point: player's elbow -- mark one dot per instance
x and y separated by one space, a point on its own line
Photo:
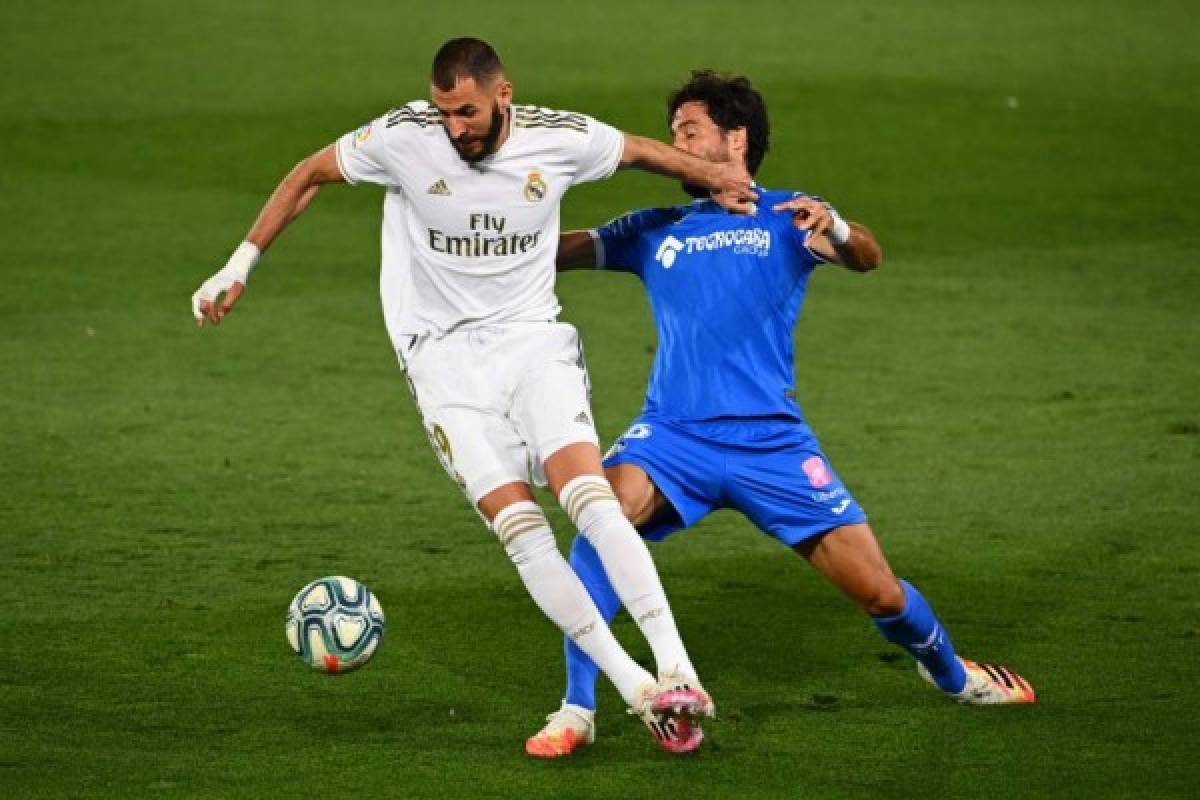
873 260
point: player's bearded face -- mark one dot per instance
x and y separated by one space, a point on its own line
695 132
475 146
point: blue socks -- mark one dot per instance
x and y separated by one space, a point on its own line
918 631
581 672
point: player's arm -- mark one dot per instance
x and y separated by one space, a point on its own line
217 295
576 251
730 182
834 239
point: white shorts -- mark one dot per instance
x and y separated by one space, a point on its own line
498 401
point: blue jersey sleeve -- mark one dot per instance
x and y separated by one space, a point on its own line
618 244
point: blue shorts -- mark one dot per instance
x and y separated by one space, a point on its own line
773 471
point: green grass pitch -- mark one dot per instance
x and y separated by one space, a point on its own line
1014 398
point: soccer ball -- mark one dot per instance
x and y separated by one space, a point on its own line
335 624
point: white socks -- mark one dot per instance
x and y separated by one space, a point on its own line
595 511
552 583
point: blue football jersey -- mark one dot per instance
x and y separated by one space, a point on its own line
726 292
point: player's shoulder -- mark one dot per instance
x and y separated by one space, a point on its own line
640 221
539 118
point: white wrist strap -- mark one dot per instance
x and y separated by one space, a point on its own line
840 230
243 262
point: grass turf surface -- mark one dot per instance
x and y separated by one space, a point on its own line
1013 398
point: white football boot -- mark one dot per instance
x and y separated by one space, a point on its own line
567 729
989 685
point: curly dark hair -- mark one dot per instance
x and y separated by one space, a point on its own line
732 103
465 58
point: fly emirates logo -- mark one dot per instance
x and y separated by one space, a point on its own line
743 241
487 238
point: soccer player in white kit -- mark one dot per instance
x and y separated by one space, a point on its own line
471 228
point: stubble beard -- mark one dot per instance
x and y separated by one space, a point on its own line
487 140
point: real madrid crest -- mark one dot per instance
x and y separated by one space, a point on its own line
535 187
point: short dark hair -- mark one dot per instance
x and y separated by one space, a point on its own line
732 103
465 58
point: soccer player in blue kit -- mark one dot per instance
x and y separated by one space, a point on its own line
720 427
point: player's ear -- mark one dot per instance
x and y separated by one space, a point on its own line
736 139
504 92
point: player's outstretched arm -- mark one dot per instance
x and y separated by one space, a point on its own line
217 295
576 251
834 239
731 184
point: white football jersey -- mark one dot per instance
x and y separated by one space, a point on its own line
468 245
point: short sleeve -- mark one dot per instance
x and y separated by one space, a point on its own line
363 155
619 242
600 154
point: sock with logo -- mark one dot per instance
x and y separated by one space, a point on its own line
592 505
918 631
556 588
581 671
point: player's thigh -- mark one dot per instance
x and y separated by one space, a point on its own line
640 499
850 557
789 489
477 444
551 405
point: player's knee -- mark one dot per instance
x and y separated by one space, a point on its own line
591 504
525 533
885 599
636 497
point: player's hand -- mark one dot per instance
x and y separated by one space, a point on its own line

- _Work item_
Set the listing above down again exactly, leaving pictures out.

- _Result of this task_
point: player's elbow -- mark one dot per instance
x and y separated by one space, a point on its own line
Photo:
873 260
point: player's bearded face -- mark one dot per instance
x and y separated by one space, a point on its own line
695 132
475 146
point: blue socks -- mark one dot per instance
x and y separated by one space, a point on its own line
918 631
581 672
point: player's arm -- mark one dot per instance
x and y separated by one space, a point on its own line
217 295
576 251
730 182
834 239
point: white shorts -- mark one dot per instance
x and y separated by one space, a point on its own line
498 401
point: blue jersey sleeve -- mark one dot per instance
x and y separated by one space, a point on its own line
618 244
point: blue shorts -- mark one dot per instance
x and y separated by one space, a point on its own line
773 471
point: green grass pitch -- mark one dot per instance
x and y separated by one space, a point on its own line
1014 398
point: soccer ball -- mark one dot per instance
x and y separated by one space, a point on its own line
335 624
point: white socks -- mark one dot per instance
x and y separated by one space, a point on its own line
595 511
552 583
point: blue football jersey -- mark one dot per instance
x and y separated by one space, a point on its own line
726 292
point: player's shoulder -- mark one dot per instance
x and y separated by one space, a point on its own line
640 221
539 118
point: white wrist strap -- mark one dot per instance
x and y separated by one space, a point on its own line
840 230
243 262
point: grass turf surface -- mark one dot per instance
x and y separated by one space, a point on its own line
1013 398
point: white football boot -- mark one dot per instance
x and y separated by one space, a point on its own line
567 729
989 685
point: curly dark hair -- mark one dot per instance
x and y separated by one space, a point on its own line
732 103
465 58
point: fly emirates logo -- mark one dot per instance
x and y separated by one space, a point on its own line
743 241
487 238
point: soccer player in white kit -- mark one dot per instance
x and y separated by one space, a point on its own line
471 228
point: stubble beard -- mark one dot per instance
x and y separated by one space, a point on its own line
487 140
point: real madrid crest -- mark one dot per instance
x and y separated by one space, a point on its own line
535 187
point: short dark hair -- mark one dot per instance
x and y separated by one space, a point on its own line
732 103
465 58
point: soccer player in blue kit -- mark one dot per instance
x and y separated by one space, a point on its own line
720 427
point: player's ear -- mark one dot per instance
x and y separated by one space, a point on its own line
736 139
504 92
point: player's outstretched arm -- mark one dot per instance
x and y separated by one space, a point on its own line
217 295
576 251
834 239
731 184
point: white football jersey -- mark one dot per instance
x and y separated by one space, a point on its own line
468 245
point: short sleeve -- mark one dot per instance
x and y separated by one space, a point on its own line
363 155
619 242
600 154
point: sock with logo -- mark one dot per instance
x and y separated by one space, a point on its own line
592 505
918 631
556 588
581 671
point: player's thigh -- mark one dot per instance
x and y separated by one space, a point on its own line
640 499
850 557
789 489
477 444
551 405
point: player's knee -- mark one dot per instance
x and y separated by one space, a point on its own line
591 504
525 533
885 599
636 497
point: player's hand -- mark one dot per instance
x and y separated by one space, a point on its own line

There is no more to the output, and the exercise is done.